* [Document excerpt]
C ollagen hydrogel scaffold promotes mesenchymal stem cell and endothelial cell coculture for bone tissue engineering

The generation of functional, vascularized tissues is a key challenge for the field of tissue engineering. Before clinical implantations of such tissue engineered bone constructs can succeed, tactics to promote neovascularization need to be strengthened. We have previously demonstrated that the tubular perfusion system (TPS) bioreactor is an effective culturing method to augment osteogenic differentiation and maintain viability of human mesenchymal stem cells (hMSC). Here, we devised a strategy to address the need for a functional microvasculature by designing an in vitro coculture system that simultaneously cultures osteogenic differentiating hMSCs with endothelial cells (ECs). We utilized the TPS bioreactor as a dynamic coculture environment, which we hypothesize will encourage prevascularization of endothelial cells and early formation of bone tissue and could aid in anastomosis of the graft with the host vasculature after patient implantation. To evaluate the effect of different natural scaffolds for this coculture system, the cells were encapsulated in alginate and/or collagen hydrogel scaffolds. We discovered the necessity of cell‐to‐cell proximity between the two cell types as well as preference for the natural cell binding capabilities of hydrogels like collagen. We discovered increased osteogenic and angiogenic potential as seen by amplified gene and protein expression of ALP, BMP‐2, VEGF, and PECAM. The TPS bioreactor further augmented these expressions, indicating a synergistic effect between coculture and applied shear stress. The development of this dynamic coculture platform for the prevascularization of engineered bone, emphasizing the importance of the construct microenvironments and will advance the clinical use of tissue engineered constructs. © 2017 Wiley Periodicals, Inc. J Biomed Mater Res Part A: 105A: 1123–1131, 2017.

* [Set of tasks]
A) Translate this sentence from the bone tissue engineering abstract into Spanish: "The generation of functional, vascularized tissues is a key challenge for the field of tissue engineering."
B) Based on the bone tissue engineering abstract, explain why the researchers used the tubular perfusion system (TPS) bioreactor as the coculture environment.
The records are separate material and have no connection to the abstract on bone tissue engineering.

* [Information given]
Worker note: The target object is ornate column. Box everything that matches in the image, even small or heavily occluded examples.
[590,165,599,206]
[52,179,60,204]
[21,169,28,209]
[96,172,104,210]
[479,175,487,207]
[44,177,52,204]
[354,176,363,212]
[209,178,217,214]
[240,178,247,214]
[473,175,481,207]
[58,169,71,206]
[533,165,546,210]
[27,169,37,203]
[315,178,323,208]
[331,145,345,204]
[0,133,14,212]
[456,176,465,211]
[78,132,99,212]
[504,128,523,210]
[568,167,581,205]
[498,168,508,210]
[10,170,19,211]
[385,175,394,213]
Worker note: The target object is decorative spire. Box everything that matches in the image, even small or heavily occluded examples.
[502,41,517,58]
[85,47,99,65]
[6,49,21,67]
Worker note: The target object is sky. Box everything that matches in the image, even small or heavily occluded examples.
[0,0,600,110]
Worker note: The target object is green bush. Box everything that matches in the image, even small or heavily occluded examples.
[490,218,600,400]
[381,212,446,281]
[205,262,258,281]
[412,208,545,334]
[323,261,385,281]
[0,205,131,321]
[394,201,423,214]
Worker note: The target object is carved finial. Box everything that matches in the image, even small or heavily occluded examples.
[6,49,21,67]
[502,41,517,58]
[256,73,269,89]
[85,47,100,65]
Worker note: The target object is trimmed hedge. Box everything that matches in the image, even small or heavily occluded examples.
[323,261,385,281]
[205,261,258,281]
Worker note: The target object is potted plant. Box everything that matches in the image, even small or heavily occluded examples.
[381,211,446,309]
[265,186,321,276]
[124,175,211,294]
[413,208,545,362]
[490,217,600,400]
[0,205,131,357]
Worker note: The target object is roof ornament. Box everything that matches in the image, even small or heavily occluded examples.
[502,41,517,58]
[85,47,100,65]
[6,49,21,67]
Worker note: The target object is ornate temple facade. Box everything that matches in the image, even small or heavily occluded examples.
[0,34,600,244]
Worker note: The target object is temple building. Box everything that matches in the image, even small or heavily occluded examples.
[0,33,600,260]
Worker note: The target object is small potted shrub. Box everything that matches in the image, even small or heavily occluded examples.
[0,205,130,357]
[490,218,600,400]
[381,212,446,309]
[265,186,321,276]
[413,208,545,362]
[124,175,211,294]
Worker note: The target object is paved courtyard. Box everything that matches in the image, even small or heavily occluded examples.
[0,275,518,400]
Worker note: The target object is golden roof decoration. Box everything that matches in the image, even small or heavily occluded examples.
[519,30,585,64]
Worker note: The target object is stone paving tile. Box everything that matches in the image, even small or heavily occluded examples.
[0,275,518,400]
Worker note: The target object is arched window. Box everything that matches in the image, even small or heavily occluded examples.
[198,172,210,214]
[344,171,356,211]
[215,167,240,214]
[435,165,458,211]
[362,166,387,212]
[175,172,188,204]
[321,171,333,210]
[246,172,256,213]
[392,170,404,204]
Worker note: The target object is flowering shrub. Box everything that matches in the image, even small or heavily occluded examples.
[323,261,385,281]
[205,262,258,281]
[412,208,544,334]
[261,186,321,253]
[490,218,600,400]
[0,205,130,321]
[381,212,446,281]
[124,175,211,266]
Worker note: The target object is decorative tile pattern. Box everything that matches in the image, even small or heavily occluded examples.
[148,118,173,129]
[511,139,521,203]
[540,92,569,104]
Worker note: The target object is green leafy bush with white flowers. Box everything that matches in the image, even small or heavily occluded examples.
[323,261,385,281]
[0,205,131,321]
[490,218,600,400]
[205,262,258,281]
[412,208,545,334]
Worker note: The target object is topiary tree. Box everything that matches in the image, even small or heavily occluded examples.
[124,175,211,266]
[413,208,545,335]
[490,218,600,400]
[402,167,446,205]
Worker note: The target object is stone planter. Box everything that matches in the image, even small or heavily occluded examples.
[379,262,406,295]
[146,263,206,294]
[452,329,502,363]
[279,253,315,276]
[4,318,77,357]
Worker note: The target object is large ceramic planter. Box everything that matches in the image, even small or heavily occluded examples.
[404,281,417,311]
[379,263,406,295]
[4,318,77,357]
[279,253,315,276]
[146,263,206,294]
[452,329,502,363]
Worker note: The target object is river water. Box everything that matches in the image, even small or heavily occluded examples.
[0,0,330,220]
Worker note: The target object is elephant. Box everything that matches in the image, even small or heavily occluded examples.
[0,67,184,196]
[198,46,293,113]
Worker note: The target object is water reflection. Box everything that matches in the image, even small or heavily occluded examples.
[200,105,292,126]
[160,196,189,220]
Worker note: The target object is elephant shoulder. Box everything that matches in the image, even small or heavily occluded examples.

* [Solutions in order]
A) La generación de tejidos funcionales y vascularizados es un desafío clave para el campo de la ingeniería de tejidos.

B) The researchers had previously shown that the TPS bioreactor augments osteogenic differentiation and maintains the viability of human mesenchymal stem cells. They hypothesized that, as a dynamic coculture environment, it would encourage prevascularization of endothelial cells and early bone tissue formation. They also proposed that this could aid anastomosis of the graft with the host vasculature after implantation.